● GIVEN PROBLEM: Count the lines in the rows below that contain the string "bicycle", treating case as significant. Reply with the number alone.
* * * * * * * * *
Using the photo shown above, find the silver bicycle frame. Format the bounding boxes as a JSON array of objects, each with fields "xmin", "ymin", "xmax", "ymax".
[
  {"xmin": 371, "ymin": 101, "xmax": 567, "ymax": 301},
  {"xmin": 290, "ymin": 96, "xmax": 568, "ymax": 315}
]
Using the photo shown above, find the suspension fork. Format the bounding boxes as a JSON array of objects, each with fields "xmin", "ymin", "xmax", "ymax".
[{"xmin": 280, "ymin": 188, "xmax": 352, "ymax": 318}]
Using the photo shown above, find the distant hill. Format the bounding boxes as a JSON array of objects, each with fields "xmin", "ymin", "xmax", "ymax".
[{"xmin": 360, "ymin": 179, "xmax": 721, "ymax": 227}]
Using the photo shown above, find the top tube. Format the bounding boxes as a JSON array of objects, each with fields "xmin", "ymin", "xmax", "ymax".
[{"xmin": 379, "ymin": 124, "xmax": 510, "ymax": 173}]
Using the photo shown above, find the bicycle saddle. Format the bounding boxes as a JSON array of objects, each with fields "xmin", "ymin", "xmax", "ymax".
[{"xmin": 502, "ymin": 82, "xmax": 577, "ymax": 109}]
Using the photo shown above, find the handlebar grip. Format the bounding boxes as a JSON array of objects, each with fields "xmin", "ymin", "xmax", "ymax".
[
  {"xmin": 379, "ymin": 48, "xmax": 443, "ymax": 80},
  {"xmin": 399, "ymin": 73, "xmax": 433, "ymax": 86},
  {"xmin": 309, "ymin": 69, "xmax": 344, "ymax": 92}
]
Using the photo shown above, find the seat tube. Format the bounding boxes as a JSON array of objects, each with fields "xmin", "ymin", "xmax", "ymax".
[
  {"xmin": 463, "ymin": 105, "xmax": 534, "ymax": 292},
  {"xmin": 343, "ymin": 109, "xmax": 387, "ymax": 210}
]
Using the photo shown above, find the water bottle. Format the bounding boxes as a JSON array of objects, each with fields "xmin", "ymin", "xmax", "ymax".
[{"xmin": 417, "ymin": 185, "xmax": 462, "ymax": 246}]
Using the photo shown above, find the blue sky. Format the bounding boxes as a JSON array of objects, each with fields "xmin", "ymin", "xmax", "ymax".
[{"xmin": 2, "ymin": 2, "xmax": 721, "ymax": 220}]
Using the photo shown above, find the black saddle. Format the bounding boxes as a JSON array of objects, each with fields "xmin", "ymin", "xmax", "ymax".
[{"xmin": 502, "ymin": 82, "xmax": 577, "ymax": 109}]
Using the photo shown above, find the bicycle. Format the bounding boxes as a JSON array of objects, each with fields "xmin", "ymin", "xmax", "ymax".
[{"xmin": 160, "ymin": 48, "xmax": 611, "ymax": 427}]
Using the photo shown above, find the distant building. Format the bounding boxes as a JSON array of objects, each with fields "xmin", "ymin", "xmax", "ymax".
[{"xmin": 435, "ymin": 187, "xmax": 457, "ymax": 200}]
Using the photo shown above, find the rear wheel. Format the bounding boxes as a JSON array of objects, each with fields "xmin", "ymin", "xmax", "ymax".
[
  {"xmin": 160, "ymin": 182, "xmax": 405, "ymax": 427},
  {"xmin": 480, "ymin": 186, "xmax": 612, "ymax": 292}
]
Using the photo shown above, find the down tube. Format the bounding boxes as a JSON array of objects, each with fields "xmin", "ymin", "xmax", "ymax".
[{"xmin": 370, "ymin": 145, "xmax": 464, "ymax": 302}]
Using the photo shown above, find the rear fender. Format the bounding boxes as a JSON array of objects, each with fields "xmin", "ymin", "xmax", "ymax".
* * * * * * * * *
● TASK ANSWER: 3